▶ What this task involves
Update the material below by swapping each "even-odd" for "nonzero" and leaving every other part the same.

▶ Given information
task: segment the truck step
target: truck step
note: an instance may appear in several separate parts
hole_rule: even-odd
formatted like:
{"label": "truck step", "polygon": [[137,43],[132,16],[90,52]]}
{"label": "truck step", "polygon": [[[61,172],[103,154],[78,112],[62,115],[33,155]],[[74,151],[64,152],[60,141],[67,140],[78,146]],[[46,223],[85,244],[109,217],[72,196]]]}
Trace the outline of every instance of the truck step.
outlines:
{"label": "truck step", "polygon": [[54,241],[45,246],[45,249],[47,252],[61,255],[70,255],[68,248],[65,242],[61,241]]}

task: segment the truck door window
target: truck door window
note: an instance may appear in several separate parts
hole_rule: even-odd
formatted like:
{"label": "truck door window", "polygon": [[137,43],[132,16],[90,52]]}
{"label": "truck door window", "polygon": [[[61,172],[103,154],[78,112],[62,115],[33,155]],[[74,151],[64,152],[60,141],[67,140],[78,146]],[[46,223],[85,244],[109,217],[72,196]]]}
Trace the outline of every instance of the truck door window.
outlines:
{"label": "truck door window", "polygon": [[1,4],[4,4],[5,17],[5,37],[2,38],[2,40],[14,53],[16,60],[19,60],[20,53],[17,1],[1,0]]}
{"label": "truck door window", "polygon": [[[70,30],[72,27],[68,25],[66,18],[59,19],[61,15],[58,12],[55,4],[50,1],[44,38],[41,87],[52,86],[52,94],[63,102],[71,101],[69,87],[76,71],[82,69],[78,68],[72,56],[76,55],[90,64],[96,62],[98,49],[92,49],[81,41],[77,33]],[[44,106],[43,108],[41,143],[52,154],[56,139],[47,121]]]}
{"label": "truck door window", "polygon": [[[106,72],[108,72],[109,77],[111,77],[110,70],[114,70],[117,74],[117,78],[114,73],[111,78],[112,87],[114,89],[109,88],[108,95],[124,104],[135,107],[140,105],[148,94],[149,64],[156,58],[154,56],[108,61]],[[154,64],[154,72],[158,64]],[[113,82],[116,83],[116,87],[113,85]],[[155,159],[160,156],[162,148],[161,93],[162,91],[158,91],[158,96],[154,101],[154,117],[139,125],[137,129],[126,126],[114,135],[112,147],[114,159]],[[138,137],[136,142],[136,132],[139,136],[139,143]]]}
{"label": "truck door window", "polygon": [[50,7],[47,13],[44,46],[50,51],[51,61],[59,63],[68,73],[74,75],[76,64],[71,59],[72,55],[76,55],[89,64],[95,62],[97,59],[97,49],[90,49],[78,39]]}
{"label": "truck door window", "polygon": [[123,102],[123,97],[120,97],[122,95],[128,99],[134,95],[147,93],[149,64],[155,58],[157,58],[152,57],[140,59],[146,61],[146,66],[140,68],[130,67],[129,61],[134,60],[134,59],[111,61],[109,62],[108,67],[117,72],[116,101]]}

▶ Reply
task: segment the truck step
target: truck step
note: an instance may appear in several separate parts
hole_rule: nonzero
formatted like:
{"label": "truck step", "polygon": [[137,43],[132,16],[90,52]]}
{"label": "truck step", "polygon": [[[61,172],[103,154],[78,112],[62,115],[33,155]],[[74,151],[64,152],[60,141],[67,140],[78,146]],[[46,223],[85,244],[109,217],[72,196]]]}
Trace the outline of every instance of the truck step.
outlines:
{"label": "truck step", "polygon": [[54,241],[45,246],[45,249],[47,252],[61,255],[70,255],[68,248],[65,242],[61,241]]}

task: segment the truck door window
target: truck door window
note: an instance may appear in several separate parts
hole_rule: nonzero
formatted like:
{"label": "truck door window", "polygon": [[137,43],[132,16],[90,52]]}
{"label": "truck door window", "polygon": [[[61,172],[103,154],[78,112],[62,115],[33,155]],[[74,151],[64,152],[60,141],[67,140],[78,146]],[[46,223],[85,244],[109,217],[72,196]]]}
Trace the outline of every instance of the truck door window.
outlines:
{"label": "truck door window", "polygon": [[1,4],[4,4],[5,17],[5,37],[2,38],[2,40],[14,53],[16,60],[19,60],[20,53],[17,1],[1,0]]}
{"label": "truck door window", "polygon": [[[70,30],[72,27],[68,25],[66,18],[59,19],[61,15],[58,12],[55,4],[50,1],[44,38],[41,87],[52,86],[52,94],[63,102],[71,101],[69,87],[76,71],[82,69],[78,68],[72,56],[76,55],[90,64],[96,62],[98,49],[92,49],[81,41],[77,33]],[[44,106],[43,108],[41,143],[52,154],[56,139],[47,121]]]}
{"label": "truck door window", "polygon": [[[106,72],[108,72],[109,77],[111,77],[110,70],[114,70],[117,74],[117,78],[114,73],[111,78],[112,87],[114,89],[109,88],[108,95],[124,104],[135,107],[140,105],[148,94],[149,64],[156,58],[154,56],[108,61]],[[154,64],[154,72],[158,64]],[[113,82],[116,83],[116,87],[113,85]],[[155,159],[160,156],[162,148],[161,93],[162,91],[158,91],[158,96],[154,101],[154,117],[139,125],[137,129],[126,126],[114,135],[112,147],[114,159]],[[138,137],[136,142],[136,132],[139,136],[139,143]]]}
{"label": "truck door window", "polygon": [[50,7],[47,13],[44,46],[50,51],[51,61],[59,63],[68,73],[74,75],[76,64],[71,59],[72,55],[76,55],[89,64],[95,62],[97,59],[97,49],[90,49],[78,39]]}
{"label": "truck door window", "polygon": [[123,102],[123,97],[120,97],[122,95],[128,99],[134,95],[147,93],[149,64],[155,58],[157,58],[152,57],[140,59],[146,61],[146,66],[140,68],[130,67],[129,61],[134,60],[134,59],[111,61],[109,62],[108,67],[117,72],[116,101]]}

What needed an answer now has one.